IHRE AUFGABE:
Duplizieren Sie sämtliche nachstehenden Zeilen wortgetreu, lassen Sie dabei jedoch die Bilder weg.

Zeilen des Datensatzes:
------------------------------------------------------------------------

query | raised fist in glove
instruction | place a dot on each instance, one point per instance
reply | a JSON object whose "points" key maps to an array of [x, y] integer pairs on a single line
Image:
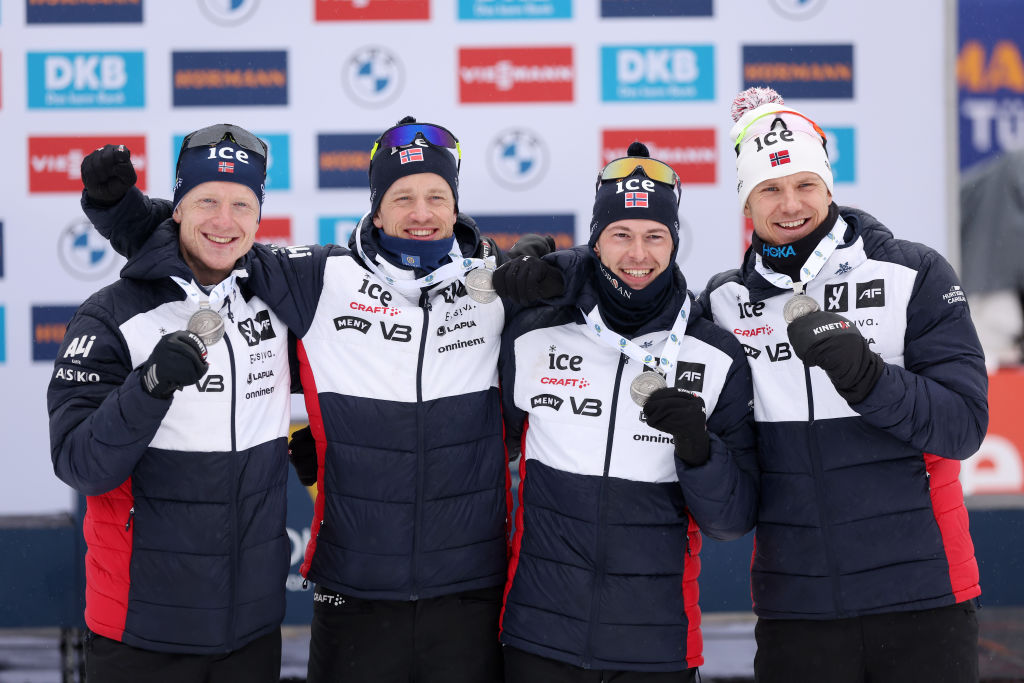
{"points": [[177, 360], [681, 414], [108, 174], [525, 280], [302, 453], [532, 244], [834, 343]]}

------------------------------------------------------------------------

ERGEBNIS SIEHE UNTEN:
query | raised fist in glove
instruction | place a dot on each instance, one point per instance
reply | a JSON object whose "points" key maps to an array of [x, y] integer pairs on a single line
Image:
{"points": [[177, 360], [681, 414], [108, 174], [525, 280], [302, 453], [532, 244], [834, 343]]}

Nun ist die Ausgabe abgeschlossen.